Vorgehensweise:
Beantworte mithilfe des Ausgangstexts:
1. Womit vergleicht ein Bakterium die aktuelle Situation?
2. Wie heißt das Anpassen der Fortbewegungsrichtung an Stoffgradienten?
3. An welchem Institut arbeitet Projektleiter Remy Colin?

Ausgangstext:
——
Kollektive Bewegung in Bakteriensuspensionen. Rechts: Typische Momentaufnahme des Geschwindigkeitsfeldes, gemessen in einer hochdichten Zellsuspension.
(Bild: MPI f. terrestrische Mikrobiologie/ Colin)

Marburg – Die Bewegung von Bakterien ist nicht so zielstrebig wie die eines Wolfs auf der Jagd. Dennoch schwimmen Einzeller langfristig zur vielversprechendsten Stelle in ihrer näheren Umgebung. Einzelne Bakterienzellen bewegen sich dazu in relativ geraden Strecken vorwärts, unterbrochen durch kurze Umorientierungen (Taumeln). Dabei messen sie mit ihrem minimalen Geruchssinn ständig die Veränderungen ihrer chemischen Umgebung (z.B. der Nährstoffkonzentration).

Über ein chemisch kodiertes Kurzzeitgedächtnis vergleicht das Bakterium die aktuelle Situation mit der wenige Sekunden zuvor erlebten und entscheidet danach, Läufe in eine Richtung zu verlängern oder zu verkürzen. So finden sie den Weg zu bestmöglichen Lebensbedingungen. Dieses Anpassen der Fortbewegungsrichtung an Stoffgradienten nennt sich Chemotaxis. Das Proteinnetzwerk, das dieses chemotaktische Verhalten steuert, ist eines der am besten untersuchten biologischen Signalverarbeitungssysteme.

Zellbewegung im Fokus

Obwohl die Chemotaxis typischerweise als Einzelzellverhalten gesehen wird, führt sie auch zu kollektiven Verhaltensweisen. Wenn sich Bakterien lokal zusammenlagern oder in Form von Bändern gemeinsam fortbewegen, steigt beispielsweise die lokale Zelldichte als chemotaktische Reaktion auf selbst erzeugte Lockstoff-Gradienten.

Erreicht die Zelldichte aber einen bestimmten Wert, zeigt sich eine grundsätzlich andere Dynamik: Dann entstehen immer neue Bänder und Wirbel von Bakterienzellen und lösen sich wieder auf. „Trotz des häufigen Auftretens kollektiver Bewegung war bislang nur sehr wenig darüber bekannt, wie physikalische Wechselwirkungen die chemotaktische Navigation der Bakterien beeinflussen“, sagt Projektleiter Remy Colin vom Max-Planck-Institut für terrestrische Mikrobiologie in Marburg.
——
Bereitgestellte Daten:
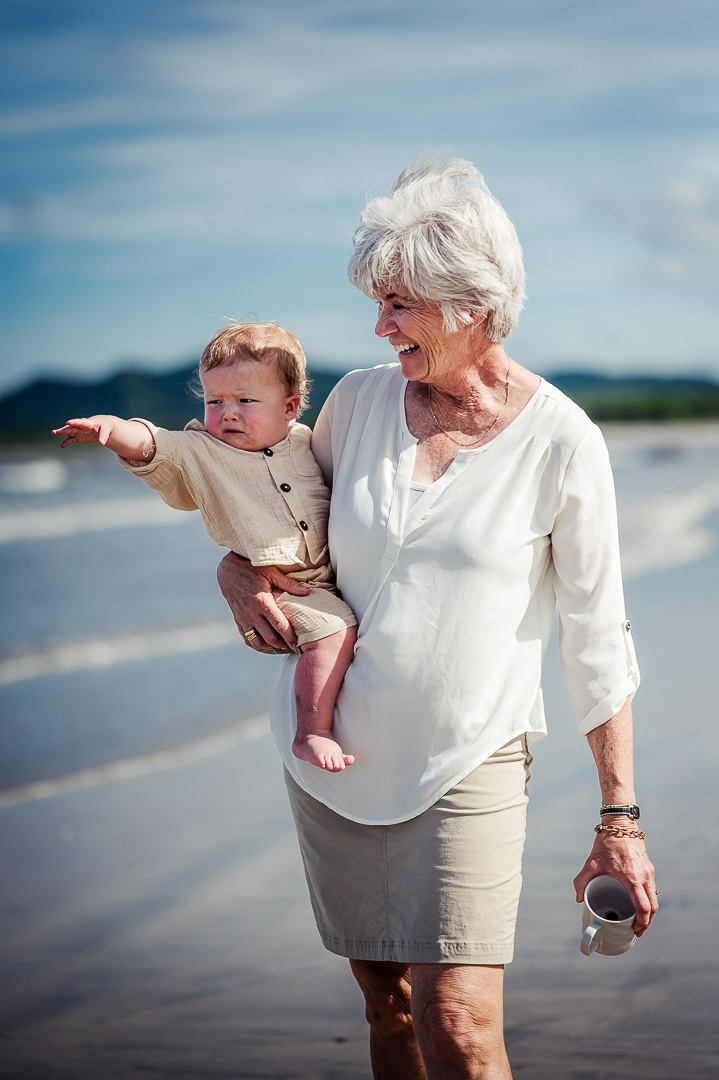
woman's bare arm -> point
(247, 590)
(620, 856)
——
Antwort:
1. Mit der wenige Sekunden zuvor erlebten Situation, und zwar über ein chemisch kodiertes Kurzzeitgedächtnis.
2. Chemotaxis.
3. Am Max-Planck-Institut für terrestrische Mikrobiologie in Marburg.